## To do
Only an exact copy of the records, from the line with "Target: dark gray background" through the last line, is wanted.

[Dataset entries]
:::

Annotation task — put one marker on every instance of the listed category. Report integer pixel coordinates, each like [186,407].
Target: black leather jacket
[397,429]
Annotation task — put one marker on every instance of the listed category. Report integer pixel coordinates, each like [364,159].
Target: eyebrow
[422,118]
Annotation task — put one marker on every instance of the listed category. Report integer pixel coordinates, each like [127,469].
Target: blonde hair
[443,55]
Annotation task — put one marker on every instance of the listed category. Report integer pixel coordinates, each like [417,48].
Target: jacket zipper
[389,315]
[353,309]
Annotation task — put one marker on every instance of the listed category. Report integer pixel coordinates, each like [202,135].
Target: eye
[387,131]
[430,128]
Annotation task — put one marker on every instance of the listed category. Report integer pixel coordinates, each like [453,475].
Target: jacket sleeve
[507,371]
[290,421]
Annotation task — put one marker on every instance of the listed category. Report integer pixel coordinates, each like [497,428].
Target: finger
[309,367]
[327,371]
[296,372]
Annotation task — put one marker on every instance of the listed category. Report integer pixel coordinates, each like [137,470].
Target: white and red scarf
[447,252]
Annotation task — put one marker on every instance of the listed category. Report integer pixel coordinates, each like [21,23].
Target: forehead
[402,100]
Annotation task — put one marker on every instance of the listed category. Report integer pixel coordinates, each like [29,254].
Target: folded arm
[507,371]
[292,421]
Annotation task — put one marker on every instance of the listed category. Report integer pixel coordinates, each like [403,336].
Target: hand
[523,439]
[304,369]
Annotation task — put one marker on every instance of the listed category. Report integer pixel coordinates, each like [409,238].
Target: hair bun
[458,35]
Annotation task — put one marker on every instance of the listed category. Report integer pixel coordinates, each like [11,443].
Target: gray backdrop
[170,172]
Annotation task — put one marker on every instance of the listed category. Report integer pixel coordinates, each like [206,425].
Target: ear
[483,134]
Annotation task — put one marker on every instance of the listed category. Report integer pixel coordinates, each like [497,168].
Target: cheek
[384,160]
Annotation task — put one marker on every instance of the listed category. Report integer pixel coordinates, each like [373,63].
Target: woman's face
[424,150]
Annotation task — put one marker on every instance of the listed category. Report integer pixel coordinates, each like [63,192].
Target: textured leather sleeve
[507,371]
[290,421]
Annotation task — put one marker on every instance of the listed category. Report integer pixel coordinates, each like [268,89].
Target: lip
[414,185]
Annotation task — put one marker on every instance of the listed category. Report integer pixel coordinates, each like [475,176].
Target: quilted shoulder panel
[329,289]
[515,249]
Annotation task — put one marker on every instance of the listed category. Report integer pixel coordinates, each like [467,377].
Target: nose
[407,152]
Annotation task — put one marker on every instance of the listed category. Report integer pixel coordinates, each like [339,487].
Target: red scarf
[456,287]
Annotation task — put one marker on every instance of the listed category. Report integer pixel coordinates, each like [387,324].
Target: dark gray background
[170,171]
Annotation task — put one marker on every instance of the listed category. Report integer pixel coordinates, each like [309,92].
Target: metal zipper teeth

:::

## Expected output
Target: dark gray background
[170,171]
Annotation task — put one marker on every instance of the listed category. Report integer pixel coordinates, each like [309,92].
Target: metal zipper teeth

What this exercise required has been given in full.